__Exercise aim__. Here are some records; return them all exactly.

**** Data for the task ****

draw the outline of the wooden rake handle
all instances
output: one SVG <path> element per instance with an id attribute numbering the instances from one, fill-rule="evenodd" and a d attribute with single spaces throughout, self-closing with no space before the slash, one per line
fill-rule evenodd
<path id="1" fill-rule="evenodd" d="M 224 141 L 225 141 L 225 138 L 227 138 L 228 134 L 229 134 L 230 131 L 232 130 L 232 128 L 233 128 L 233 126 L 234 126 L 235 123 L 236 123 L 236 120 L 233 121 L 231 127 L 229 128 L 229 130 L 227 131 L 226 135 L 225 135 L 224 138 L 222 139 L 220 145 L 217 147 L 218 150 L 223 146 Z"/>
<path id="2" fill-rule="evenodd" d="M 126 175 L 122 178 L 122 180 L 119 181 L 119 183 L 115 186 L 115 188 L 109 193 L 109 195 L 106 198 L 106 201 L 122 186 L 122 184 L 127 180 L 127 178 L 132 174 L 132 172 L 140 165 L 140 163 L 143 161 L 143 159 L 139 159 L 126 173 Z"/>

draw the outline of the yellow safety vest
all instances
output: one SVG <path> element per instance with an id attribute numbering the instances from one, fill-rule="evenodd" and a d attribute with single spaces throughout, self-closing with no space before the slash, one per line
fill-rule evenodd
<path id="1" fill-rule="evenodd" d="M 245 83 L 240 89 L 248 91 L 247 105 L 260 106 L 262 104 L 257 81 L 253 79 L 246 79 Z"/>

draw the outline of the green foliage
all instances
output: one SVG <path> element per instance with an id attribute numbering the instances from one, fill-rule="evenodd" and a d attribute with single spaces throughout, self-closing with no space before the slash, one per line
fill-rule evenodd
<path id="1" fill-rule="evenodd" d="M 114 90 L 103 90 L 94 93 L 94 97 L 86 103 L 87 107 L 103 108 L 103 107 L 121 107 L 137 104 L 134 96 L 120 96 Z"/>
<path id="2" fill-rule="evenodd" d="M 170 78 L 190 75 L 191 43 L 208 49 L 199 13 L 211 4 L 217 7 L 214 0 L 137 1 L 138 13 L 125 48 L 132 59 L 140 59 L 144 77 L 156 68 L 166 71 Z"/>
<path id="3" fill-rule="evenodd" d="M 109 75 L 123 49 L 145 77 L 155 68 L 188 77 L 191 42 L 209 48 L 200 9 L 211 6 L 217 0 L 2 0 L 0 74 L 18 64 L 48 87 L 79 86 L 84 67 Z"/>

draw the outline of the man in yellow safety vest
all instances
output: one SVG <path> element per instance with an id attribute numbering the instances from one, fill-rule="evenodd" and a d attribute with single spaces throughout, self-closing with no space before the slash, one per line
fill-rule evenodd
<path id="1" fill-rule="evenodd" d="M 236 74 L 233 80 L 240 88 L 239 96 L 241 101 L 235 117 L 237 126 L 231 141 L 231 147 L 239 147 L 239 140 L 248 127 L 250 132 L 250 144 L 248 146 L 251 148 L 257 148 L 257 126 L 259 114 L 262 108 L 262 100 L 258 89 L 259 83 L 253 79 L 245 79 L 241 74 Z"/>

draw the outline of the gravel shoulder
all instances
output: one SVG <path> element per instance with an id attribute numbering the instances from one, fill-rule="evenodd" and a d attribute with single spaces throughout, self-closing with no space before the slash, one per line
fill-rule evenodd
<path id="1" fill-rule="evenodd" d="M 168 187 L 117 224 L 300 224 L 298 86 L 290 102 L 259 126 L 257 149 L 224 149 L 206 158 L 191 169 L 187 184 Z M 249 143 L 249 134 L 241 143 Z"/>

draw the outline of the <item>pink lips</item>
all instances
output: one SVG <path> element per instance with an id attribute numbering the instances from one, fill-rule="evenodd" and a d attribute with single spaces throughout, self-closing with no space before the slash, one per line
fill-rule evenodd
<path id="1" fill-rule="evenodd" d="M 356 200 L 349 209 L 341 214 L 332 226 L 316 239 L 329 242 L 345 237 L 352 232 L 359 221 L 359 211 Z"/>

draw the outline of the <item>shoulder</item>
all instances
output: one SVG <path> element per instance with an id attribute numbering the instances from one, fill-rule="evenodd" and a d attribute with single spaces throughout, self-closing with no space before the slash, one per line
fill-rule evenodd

****

__Correct result__.
draw the outline of the wooden rake handle
all instances
output: one SVG <path> element per instance with an id attribute numbering the instances from one, fill-rule="evenodd" and a d attribute with single spaces throughout, self-closing with no space before the slash, one per line
fill-rule evenodd
<path id="1" fill-rule="evenodd" d="M 224 141 L 225 141 L 225 138 L 227 138 L 228 134 L 229 134 L 230 131 L 232 130 L 232 128 L 233 128 L 233 126 L 234 126 L 235 123 L 236 123 L 236 120 L 233 121 L 231 127 L 229 128 L 229 130 L 227 131 L 226 135 L 225 135 L 224 138 L 222 139 L 220 145 L 217 147 L 218 150 L 223 146 Z"/>
<path id="2" fill-rule="evenodd" d="M 126 175 L 122 178 L 122 180 L 119 181 L 119 183 L 115 186 L 115 188 L 109 193 L 109 195 L 106 198 L 106 201 L 122 186 L 122 184 L 127 180 L 127 178 L 132 174 L 132 172 L 140 165 L 140 163 L 143 161 L 143 159 L 139 159 L 126 173 Z"/>

draw the outline of the yellow safety vest
all instances
output: one SVG <path> element per instance with an id attribute numbering the instances from one, fill-rule="evenodd" and a d attribute with single spaces throughout, self-closing with no space before the slash, one per line
fill-rule evenodd
<path id="1" fill-rule="evenodd" d="M 245 83 L 240 89 L 248 91 L 247 105 L 260 106 L 262 104 L 257 81 L 253 79 L 246 79 Z"/>

draw the outline of the green foliage
all instances
output: one SVG <path> element per instance with an id attribute numbering the instances from one, fill-rule="evenodd" and a d attribute with single spaces throughout, self-closing with no space before the slash, one per line
fill-rule evenodd
<path id="1" fill-rule="evenodd" d="M 114 90 L 103 90 L 94 93 L 94 97 L 86 103 L 87 107 L 103 108 L 103 107 L 121 107 L 137 104 L 134 96 L 120 96 Z"/>
<path id="2" fill-rule="evenodd" d="M 170 78 L 190 75 L 191 43 L 208 49 L 199 13 L 211 4 L 217 7 L 214 0 L 137 1 L 138 13 L 125 48 L 132 59 L 140 59 L 144 77 L 156 68 L 166 71 Z"/>
<path id="3" fill-rule="evenodd" d="M 109 75 L 123 49 L 145 77 L 155 68 L 188 77 L 191 42 L 209 48 L 200 9 L 211 6 L 217 0 L 2 0 L 0 74 L 18 64 L 48 87 L 79 86 L 84 67 Z"/>

draw the outline of the man in yellow safety vest
all instances
output: one SVG <path> element per instance with an id attribute numbering the instances from one, fill-rule="evenodd" and a d attribute with single spaces throughout, self-closing with no space before the slash, one per line
fill-rule evenodd
<path id="1" fill-rule="evenodd" d="M 236 74 L 233 80 L 240 88 L 239 96 L 241 101 L 235 117 L 237 126 L 231 141 L 231 147 L 239 147 L 239 140 L 248 127 L 250 132 L 250 144 L 248 146 L 251 148 L 257 148 L 257 126 L 259 114 L 262 108 L 262 100 L 258 89 L 259 83 L 253 79 L 245 79 L 241 74 Z"/>

draw the outline of the gravel shoulder
all instances
output: one SVG <path> element per instance with an id attribute numbering the instances from one, fill-rule="evenodd" and a d attribute with single spaces throughout, self-closing with no space before the slash, one per line
fill-rule evenodd
<path id="1" fill-rule="evenodd" d="M 168 187 L 117 224 L 300 224 L 298 86 L 290 102 L 259 126 L 257 149 L 224 149 L 206 158 L 191 169 L 187 184 Z M 249 143 L 249 134 L 241 143 Z"/>

draw the outline of the <item>pink lips</item>
all instances
output: one SVG <path> element per instance with an id attribute numbering the instances from one, fill-rule="evenodd" and a d attribute with single spaces throughout, self-closing with no space before the slash, one per line
fill-rule evenodd
<path id="1" fill-rule="evenodd" d="M 356 200 L 349 209 L 341 214 L 332 226 L 316 239 L 329 242 L 345 237 L 352 232 L 359 221 L 359 211 Z"/>

draw the outline of the <item>shoulder</item>
all instances
output: one SVG <path> element per instance with an id attribute numbering the instances from one, fill-rule="evenodd" and a d attribute with single spaces throughout, self-closing with no space before the slash, one per line
fill-rule evenodd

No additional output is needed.